### Exercise instructions
Show each line from the listing that includes the word "gravestone".

[[ Source material, beginning ]]

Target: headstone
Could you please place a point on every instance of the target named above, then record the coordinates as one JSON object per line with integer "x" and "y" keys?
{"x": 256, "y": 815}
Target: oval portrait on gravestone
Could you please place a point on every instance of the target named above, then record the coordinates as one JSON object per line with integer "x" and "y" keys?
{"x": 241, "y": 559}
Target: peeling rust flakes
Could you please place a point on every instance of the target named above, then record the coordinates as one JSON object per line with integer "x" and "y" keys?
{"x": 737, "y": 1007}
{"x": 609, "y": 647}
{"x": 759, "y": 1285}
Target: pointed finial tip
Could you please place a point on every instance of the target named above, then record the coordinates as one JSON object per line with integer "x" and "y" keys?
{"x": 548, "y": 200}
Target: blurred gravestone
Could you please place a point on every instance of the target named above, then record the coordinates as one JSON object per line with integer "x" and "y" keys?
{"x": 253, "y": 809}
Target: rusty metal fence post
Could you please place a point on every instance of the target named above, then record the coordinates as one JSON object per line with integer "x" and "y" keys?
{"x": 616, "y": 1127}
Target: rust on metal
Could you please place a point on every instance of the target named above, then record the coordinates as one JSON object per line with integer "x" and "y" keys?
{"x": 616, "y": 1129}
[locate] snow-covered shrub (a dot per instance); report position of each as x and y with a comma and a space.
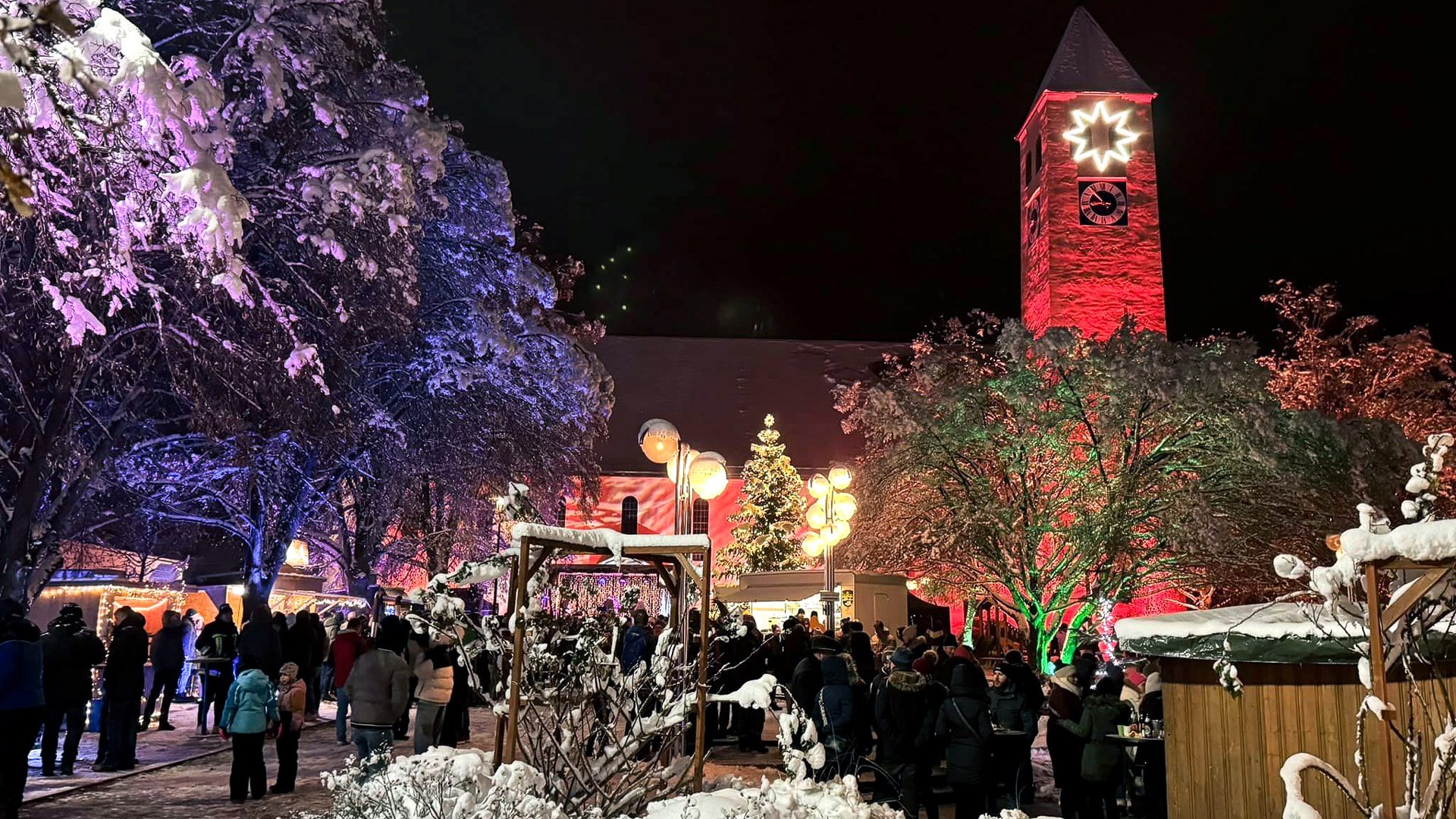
1337, 601
441, 783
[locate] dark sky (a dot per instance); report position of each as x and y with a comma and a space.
849, 171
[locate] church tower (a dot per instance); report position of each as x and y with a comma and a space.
1091, 249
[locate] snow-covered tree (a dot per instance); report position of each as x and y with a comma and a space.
770, 510
1057, 474
123, 242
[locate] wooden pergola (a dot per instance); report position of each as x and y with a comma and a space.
673, 558
1432, 573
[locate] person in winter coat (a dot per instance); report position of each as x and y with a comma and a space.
1065, 748
258, 645
1101, 758
343, 653
218, 643
436, 675
22, 701
965, 727
253, 706
321, 651
638, 643
833, 713
906, 707
1017, 706
166, 668
378, 689
750, 661
293, 701
124, 681
807, 676
67, 651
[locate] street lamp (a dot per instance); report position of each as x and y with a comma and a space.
829, 526
691, 471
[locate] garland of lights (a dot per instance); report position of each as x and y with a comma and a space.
584, 594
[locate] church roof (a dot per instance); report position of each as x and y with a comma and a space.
717, 391
1087, 60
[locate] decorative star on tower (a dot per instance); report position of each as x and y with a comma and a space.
1119, 137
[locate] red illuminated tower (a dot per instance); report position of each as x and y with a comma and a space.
1091, 249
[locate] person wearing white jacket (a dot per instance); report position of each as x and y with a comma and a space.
436, 676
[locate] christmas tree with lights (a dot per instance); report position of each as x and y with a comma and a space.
772, 509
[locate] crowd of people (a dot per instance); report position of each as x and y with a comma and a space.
905, 703
258, 684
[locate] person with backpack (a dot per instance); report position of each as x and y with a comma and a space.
638, 643
1017, 706
833, 714
906, 707
965, 726
22, 701
253, 707
1101, 758
166, 668
293, 703
69, 651
124, 681
218, 645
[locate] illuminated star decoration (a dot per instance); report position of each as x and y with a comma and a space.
1119, 136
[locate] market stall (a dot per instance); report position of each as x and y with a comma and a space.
867, 596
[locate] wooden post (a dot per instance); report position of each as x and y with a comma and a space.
705, 589
1378, 679
522, 582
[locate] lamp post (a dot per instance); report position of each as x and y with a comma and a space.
829, 526
691, 471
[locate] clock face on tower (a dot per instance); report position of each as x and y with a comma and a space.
1103, 202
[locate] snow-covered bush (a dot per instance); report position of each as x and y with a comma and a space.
1337, 601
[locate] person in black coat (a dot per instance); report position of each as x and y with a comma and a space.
166, 668
750, 661
300, 649
965, 726
22, 701
258, 645
906, 707
218, 642
69, 651
807, 675
124, 681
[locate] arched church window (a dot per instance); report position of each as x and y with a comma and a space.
629, 515
699, 516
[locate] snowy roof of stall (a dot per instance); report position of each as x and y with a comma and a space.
609, 539
1429, 541
1087, 60
717, 392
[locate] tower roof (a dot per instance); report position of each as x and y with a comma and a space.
1087, 60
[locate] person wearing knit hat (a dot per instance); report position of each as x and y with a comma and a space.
1065, 748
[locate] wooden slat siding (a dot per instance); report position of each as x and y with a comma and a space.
1225, 754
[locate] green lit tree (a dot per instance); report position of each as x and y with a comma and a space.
772, 510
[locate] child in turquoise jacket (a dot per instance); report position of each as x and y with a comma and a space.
253, 707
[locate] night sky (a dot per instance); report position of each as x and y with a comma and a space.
849, 171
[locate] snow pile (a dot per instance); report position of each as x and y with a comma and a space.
1424, 541
781, 799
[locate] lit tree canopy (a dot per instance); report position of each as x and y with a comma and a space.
1057, 472
772, 510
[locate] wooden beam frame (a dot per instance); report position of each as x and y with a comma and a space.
657, 556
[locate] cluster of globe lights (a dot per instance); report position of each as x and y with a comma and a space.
707, 471
829, 516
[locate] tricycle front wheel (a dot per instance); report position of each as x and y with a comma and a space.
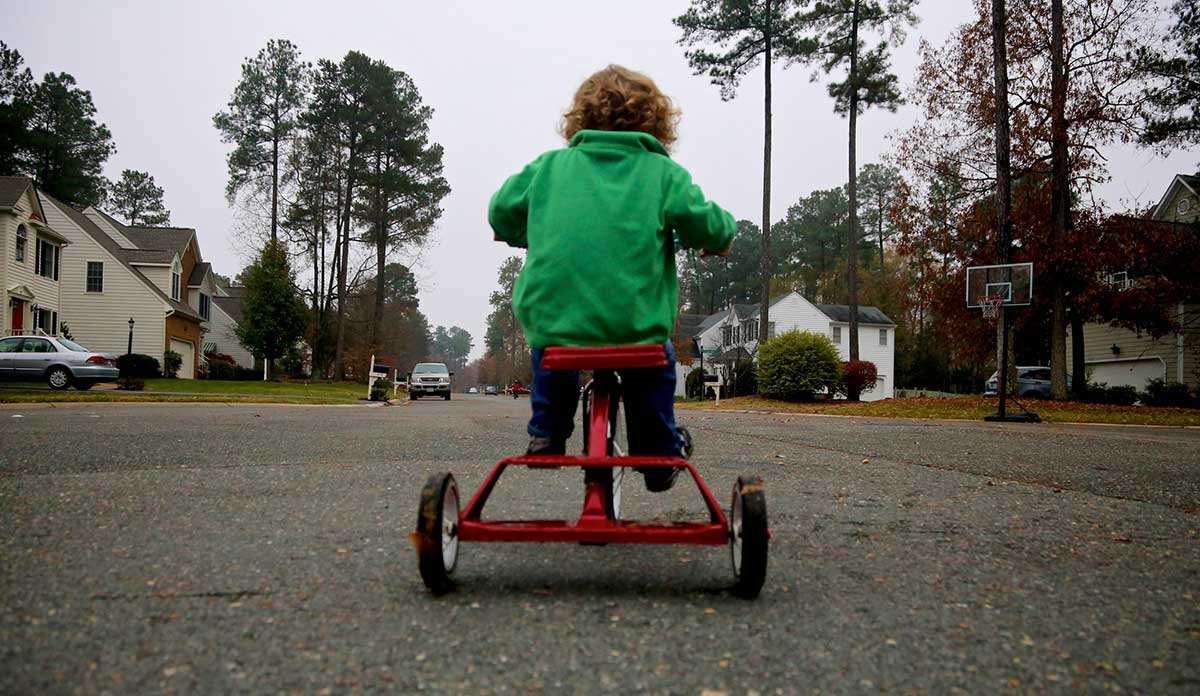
749, 537
437, 532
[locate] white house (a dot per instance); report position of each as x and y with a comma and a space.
31, 256
735, 334
120, 273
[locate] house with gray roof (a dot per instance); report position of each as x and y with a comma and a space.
732, 335
1117, 357
144, 275
31, 255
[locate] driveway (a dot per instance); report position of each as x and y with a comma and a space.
249, 549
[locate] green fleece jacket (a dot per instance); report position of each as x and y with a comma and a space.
600, 220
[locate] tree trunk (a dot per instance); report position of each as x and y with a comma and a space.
1060, 202
275, 186
852, 219
381, 257
765, 259
1003, 181
1078, 369
343, 265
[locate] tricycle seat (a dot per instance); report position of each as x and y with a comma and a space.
604, 357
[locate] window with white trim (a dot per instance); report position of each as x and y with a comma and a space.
174, 281
95, 276
22, 240
46, 259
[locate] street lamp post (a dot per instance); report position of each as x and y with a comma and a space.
129, 351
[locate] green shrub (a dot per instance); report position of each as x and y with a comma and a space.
694, 387
797, 365
1170, 394
171, 364
1102, 393
138, 365
131, 384
857, 376
221, 370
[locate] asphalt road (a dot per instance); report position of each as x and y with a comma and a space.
261, 549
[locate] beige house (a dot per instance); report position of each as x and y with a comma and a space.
735, 333
154, 276
1120, 357
30, 262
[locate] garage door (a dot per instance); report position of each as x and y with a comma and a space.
187, 370
1128, 372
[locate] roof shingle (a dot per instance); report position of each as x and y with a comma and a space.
11, 190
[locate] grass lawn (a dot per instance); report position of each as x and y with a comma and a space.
201, 390
964, 408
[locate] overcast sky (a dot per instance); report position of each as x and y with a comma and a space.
498, 75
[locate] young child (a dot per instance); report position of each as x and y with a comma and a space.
600, 220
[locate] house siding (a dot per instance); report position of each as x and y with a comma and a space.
47, 292
184, 330
1099, 340
101, 321
221, 331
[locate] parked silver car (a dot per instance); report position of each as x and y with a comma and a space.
1032, 382
59, 361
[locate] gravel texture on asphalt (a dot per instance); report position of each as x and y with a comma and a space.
261, 549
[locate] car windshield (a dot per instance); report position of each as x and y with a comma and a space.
72, 346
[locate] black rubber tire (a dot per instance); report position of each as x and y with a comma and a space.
749, 571
54, 372
430, 538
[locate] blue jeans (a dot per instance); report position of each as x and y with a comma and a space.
648, 395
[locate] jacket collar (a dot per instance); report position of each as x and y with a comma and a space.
629, 139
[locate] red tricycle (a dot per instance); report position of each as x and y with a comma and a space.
442, 526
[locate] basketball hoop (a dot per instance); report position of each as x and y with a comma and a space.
991, 305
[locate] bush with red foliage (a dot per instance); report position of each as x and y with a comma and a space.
857, 376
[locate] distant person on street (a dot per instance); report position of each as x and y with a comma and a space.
601, 220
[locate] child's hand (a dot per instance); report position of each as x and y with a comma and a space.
726, 252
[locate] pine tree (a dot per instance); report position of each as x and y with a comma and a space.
760, 31
138, 199
837, 41
273, 316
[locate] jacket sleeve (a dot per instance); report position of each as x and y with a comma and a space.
509, 210
697, 223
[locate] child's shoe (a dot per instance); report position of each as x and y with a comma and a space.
545, 447
660, 479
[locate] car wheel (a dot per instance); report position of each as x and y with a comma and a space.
58, 377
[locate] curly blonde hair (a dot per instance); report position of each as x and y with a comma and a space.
617, 99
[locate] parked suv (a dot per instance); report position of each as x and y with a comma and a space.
1032, 382
59, 361
430, 379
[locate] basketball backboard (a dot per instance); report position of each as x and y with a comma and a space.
1012, 282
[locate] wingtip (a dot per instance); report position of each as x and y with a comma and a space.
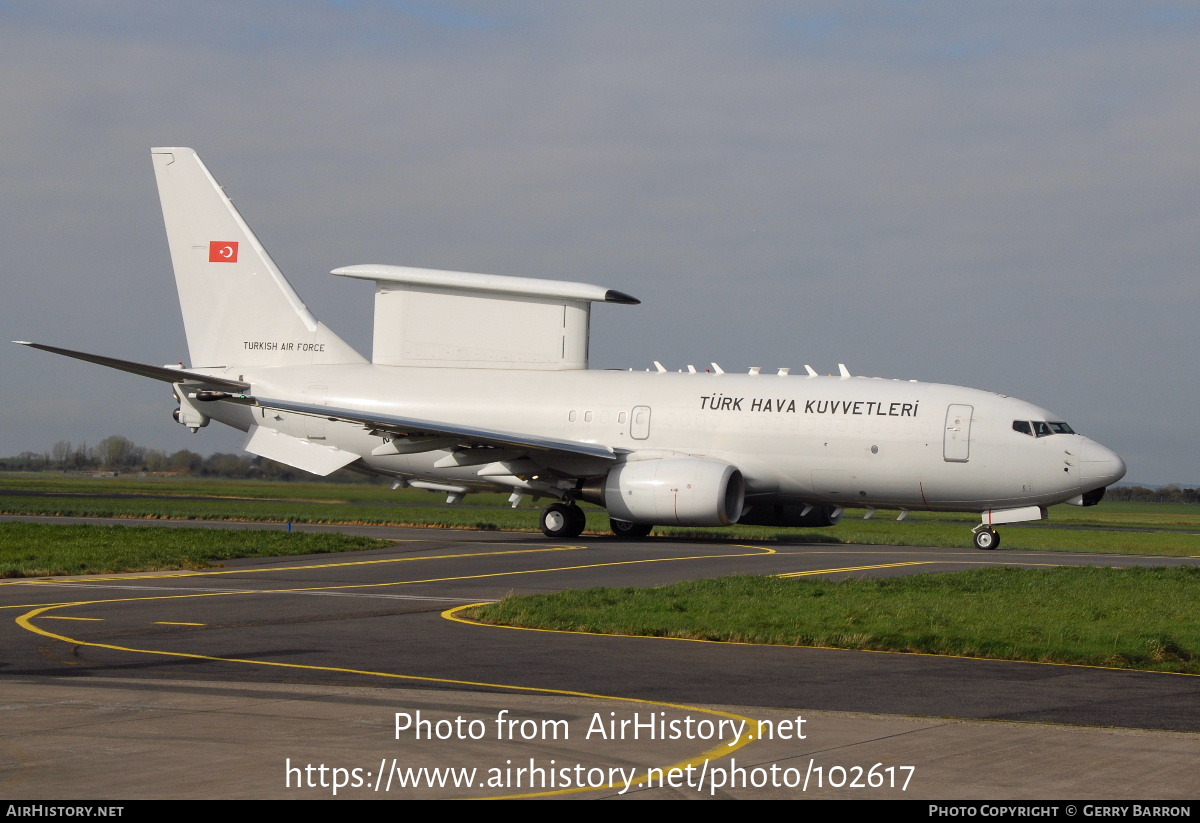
613, 295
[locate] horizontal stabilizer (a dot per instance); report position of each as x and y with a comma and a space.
313, 457
408, 426
165, 373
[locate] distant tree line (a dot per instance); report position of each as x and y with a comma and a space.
123, 456
1171, 493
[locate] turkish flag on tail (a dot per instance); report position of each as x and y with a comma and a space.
222, 251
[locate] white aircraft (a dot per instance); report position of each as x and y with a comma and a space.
480, 382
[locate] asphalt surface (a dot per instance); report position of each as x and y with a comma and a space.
219, 683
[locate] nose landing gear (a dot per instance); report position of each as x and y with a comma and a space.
987, 538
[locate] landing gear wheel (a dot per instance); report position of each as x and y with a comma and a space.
629, 530
987, 540
563, 521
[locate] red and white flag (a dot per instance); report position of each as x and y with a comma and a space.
222, 251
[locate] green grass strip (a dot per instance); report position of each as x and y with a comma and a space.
36, 550
1126, 618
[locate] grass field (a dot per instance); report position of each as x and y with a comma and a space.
1123, 618
1135, 618
36, 550
1139, 528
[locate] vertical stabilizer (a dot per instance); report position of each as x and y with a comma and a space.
238, 308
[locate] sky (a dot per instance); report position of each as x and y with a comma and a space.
1003, 194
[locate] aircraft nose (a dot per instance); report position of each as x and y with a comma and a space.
1099, 466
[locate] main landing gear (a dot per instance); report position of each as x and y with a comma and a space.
563, 521
987, 538
629, 530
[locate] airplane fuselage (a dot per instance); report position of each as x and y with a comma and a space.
835, 440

[[ Source material, end ]]

### Task output
Target: oval portrait on gravestone
Target: blurred gravestone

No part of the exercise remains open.